> _WHAT YOU SHOULD DO_
Set down the line that contains "Task: Indicate the white turban" and every line after it to the end of the entries, exactly as they stand and nothing more.

> _DATASET EXCERPTS_
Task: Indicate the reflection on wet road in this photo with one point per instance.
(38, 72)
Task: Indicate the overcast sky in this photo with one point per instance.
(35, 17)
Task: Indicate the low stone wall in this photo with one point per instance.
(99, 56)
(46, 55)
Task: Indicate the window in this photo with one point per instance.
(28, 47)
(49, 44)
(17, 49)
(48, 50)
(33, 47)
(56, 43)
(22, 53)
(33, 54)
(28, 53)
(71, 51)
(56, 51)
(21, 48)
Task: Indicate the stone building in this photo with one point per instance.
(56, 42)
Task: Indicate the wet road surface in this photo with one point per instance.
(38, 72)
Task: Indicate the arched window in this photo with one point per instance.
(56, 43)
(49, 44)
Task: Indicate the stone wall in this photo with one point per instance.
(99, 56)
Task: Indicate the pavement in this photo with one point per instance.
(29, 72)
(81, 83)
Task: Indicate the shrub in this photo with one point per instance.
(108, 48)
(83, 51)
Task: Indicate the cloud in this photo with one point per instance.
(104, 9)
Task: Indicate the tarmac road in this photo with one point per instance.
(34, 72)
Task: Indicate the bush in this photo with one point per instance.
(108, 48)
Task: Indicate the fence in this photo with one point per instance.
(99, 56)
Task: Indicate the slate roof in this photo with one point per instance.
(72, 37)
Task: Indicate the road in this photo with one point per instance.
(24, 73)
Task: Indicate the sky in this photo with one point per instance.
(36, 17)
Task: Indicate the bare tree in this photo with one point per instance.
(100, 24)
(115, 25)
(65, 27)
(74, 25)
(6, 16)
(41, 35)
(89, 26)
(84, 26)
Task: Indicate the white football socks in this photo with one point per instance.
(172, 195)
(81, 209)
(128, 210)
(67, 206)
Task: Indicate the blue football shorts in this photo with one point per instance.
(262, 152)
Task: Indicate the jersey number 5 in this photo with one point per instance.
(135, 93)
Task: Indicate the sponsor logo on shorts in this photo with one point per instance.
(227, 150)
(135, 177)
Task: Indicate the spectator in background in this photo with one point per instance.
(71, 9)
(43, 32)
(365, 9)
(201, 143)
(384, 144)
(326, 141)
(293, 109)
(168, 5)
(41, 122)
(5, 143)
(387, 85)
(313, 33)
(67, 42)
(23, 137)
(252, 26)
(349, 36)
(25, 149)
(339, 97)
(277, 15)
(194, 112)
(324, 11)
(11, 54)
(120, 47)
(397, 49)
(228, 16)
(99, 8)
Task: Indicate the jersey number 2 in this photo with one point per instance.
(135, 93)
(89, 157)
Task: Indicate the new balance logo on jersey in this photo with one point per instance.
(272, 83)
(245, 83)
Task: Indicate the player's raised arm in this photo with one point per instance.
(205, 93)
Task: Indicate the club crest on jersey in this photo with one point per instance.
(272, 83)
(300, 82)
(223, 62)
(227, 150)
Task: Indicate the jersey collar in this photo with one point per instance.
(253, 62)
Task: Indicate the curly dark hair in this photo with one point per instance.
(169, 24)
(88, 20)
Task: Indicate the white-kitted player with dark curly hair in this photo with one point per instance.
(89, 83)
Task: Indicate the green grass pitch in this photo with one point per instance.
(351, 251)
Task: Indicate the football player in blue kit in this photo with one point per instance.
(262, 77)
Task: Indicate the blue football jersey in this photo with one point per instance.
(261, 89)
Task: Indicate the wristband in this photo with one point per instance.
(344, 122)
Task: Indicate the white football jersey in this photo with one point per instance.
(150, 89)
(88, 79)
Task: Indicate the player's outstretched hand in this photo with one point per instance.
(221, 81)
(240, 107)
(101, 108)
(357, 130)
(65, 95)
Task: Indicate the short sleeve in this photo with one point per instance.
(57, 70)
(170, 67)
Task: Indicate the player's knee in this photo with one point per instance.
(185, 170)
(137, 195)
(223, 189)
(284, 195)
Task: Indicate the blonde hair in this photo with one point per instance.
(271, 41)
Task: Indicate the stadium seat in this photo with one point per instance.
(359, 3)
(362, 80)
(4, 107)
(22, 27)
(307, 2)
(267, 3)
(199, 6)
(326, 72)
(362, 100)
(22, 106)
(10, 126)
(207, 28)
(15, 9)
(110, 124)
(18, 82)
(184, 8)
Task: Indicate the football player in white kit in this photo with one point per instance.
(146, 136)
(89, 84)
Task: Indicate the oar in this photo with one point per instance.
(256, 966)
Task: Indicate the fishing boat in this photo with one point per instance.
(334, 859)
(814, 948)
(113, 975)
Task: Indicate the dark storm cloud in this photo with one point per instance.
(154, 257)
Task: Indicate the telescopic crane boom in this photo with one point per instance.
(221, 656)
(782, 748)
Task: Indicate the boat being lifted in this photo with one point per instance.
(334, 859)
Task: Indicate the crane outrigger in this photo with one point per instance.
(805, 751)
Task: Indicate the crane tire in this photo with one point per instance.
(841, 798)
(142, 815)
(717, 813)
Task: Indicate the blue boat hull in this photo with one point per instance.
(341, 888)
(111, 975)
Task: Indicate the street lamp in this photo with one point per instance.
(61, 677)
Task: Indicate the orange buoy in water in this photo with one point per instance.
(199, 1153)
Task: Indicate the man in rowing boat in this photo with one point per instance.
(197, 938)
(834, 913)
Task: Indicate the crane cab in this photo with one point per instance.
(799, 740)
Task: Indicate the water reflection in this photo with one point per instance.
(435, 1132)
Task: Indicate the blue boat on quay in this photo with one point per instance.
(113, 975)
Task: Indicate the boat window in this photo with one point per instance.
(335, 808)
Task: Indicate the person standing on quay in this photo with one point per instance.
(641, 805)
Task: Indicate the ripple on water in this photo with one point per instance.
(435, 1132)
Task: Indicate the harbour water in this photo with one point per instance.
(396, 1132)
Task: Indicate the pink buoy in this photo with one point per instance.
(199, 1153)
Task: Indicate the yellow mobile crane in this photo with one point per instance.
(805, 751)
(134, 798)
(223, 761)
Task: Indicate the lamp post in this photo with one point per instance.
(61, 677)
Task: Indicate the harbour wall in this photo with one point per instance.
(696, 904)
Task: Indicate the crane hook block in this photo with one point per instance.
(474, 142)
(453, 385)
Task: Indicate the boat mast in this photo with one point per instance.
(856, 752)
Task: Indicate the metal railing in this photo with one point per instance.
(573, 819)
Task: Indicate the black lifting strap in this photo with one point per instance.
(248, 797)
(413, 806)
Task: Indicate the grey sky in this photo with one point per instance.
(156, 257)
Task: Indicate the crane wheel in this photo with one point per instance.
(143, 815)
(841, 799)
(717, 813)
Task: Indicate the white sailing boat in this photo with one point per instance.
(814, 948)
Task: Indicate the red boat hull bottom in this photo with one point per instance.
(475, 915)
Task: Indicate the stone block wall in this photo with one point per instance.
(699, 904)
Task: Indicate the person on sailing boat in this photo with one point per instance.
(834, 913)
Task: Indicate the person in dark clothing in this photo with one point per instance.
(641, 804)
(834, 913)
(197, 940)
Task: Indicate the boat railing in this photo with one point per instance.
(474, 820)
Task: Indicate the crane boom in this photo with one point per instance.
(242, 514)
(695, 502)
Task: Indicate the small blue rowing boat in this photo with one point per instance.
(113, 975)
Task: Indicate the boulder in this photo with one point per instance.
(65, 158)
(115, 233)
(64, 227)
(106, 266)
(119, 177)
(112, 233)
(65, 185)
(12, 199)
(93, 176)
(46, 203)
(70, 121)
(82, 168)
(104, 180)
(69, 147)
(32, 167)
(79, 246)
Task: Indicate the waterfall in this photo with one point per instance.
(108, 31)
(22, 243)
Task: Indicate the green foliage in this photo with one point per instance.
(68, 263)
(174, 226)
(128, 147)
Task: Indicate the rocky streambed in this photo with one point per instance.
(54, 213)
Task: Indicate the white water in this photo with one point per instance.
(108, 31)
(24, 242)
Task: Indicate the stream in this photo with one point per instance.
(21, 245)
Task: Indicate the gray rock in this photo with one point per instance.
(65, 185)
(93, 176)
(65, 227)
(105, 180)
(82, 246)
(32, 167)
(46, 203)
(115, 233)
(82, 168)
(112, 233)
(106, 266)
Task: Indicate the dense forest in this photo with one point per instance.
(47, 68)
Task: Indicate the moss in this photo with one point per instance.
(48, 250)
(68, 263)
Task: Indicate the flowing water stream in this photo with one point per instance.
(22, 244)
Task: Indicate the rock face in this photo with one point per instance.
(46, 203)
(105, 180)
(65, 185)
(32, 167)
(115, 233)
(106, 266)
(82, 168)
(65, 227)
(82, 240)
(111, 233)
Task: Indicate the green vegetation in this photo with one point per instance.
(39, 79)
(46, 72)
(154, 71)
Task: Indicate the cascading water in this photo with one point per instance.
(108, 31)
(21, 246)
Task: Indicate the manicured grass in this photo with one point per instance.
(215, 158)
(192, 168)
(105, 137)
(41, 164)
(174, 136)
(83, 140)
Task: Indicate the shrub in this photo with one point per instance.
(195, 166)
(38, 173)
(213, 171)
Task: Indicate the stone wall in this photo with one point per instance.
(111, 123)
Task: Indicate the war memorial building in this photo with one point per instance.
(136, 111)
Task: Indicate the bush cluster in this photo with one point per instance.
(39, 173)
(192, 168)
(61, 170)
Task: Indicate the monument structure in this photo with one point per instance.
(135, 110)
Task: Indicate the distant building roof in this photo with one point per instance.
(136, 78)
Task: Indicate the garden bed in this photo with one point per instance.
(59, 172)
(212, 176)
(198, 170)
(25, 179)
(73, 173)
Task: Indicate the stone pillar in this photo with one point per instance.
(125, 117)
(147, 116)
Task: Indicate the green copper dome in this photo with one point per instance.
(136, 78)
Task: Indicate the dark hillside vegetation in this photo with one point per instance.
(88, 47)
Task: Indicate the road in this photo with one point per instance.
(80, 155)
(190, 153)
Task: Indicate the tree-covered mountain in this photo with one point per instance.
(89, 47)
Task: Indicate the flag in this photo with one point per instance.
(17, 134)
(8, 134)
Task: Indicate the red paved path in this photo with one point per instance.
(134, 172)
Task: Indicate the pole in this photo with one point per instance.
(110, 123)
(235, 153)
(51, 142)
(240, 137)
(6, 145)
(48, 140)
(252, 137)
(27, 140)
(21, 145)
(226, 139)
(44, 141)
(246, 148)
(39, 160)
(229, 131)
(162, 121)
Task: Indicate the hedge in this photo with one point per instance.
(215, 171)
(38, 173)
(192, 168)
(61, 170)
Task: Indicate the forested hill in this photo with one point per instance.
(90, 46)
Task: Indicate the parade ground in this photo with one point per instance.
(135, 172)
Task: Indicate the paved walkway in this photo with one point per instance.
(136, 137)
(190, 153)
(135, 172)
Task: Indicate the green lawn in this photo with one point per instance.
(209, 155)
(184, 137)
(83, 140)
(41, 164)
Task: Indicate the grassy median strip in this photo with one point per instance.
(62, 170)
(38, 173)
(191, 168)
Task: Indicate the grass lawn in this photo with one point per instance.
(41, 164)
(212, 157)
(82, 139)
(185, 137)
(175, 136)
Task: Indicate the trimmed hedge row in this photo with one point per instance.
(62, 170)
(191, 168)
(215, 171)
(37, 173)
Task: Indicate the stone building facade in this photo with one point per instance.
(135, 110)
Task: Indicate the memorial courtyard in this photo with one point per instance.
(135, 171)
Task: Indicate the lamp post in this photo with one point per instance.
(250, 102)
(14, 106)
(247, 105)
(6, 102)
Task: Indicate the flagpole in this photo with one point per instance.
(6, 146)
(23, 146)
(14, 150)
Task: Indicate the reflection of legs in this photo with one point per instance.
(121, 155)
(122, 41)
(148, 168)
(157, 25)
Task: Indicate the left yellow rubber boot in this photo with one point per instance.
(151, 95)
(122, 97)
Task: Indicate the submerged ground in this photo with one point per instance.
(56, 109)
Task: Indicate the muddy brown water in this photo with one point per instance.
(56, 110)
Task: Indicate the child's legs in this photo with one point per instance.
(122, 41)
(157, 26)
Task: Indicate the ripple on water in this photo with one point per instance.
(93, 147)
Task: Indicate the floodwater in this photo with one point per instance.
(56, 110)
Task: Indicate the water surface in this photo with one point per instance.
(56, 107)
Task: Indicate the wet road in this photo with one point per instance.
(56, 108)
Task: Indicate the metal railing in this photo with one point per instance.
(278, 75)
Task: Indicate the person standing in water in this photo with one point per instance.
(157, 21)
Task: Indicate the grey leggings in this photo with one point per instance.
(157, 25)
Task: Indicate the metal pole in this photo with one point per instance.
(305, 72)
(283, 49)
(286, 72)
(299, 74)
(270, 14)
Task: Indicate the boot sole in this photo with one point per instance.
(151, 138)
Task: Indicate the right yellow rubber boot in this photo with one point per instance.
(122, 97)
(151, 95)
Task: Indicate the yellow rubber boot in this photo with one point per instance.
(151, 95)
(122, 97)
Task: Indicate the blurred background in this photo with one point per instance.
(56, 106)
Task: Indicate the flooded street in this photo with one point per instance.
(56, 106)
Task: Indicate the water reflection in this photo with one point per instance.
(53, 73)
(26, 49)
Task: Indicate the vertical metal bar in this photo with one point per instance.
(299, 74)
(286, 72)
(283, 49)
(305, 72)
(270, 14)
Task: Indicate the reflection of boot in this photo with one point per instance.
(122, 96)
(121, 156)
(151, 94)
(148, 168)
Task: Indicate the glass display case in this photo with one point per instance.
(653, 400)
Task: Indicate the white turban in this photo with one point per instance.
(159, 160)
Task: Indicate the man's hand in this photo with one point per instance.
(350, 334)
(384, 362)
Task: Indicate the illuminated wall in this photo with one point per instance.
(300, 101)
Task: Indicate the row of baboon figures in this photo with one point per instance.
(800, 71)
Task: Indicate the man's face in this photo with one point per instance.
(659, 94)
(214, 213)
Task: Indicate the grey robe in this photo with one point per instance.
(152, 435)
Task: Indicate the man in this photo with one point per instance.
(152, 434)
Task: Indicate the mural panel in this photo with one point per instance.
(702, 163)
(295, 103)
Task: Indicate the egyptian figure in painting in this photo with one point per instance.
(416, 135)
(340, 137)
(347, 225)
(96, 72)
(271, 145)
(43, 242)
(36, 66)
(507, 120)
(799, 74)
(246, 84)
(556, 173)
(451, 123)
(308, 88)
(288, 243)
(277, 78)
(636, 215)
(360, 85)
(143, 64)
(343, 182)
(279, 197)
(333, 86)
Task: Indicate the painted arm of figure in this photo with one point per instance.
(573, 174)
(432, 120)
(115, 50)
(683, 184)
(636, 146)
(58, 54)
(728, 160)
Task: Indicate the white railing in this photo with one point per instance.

> _EXERCISE RESULT_
Task: Indicate the white turban in this photo with one point per instance.
(159, 160)
Task: Indicate the man's hand in this photo with one point per instance.
(350, 334)
(384, 362)
Task: Indicate the illuminated wall in this photo with one point per instance.
(300, 101)
Task: Indicate the row of baboon figures in this photo with one point per instance.
(800, 71)
Task: Indicate the man's face in this photo with one point per instance.
(659, 94)
(214, 213)
Task: Indicate the grey robe in this photo with one point per instance.
(152, 435)
Task: Indicate the man in this photo with one point per instance.
(152, 434)
Task: Indicate the mural panel in this photo with one point per instance.
(702, 163)
(295, 103)
Task: Indicate the egyptian figure in painting in this photo with one point per instance.
(416, 135)
(340, 137)
(347, 225)
(96, 72)
(271, 145)
(43, 242)
(36, 66)
(507, 120)
(799, 74)
(246, 84)
(556, 173)
(451, 123)
(308, 88)
(288, 243)
(277, 78)
(636, 215)
(360, 85)
(143, 64)
(343, 182)
(279, 197)
(333, 86)
Task: Indicate the painted arm of figure in this photo with one point per instance.
(573, 174)
(432, 120)
(115, 50)
(683, 184)
(636, 146)
(58, 54)
(728, 160)
Task: Indicate the white railing in this photo with one point per instance.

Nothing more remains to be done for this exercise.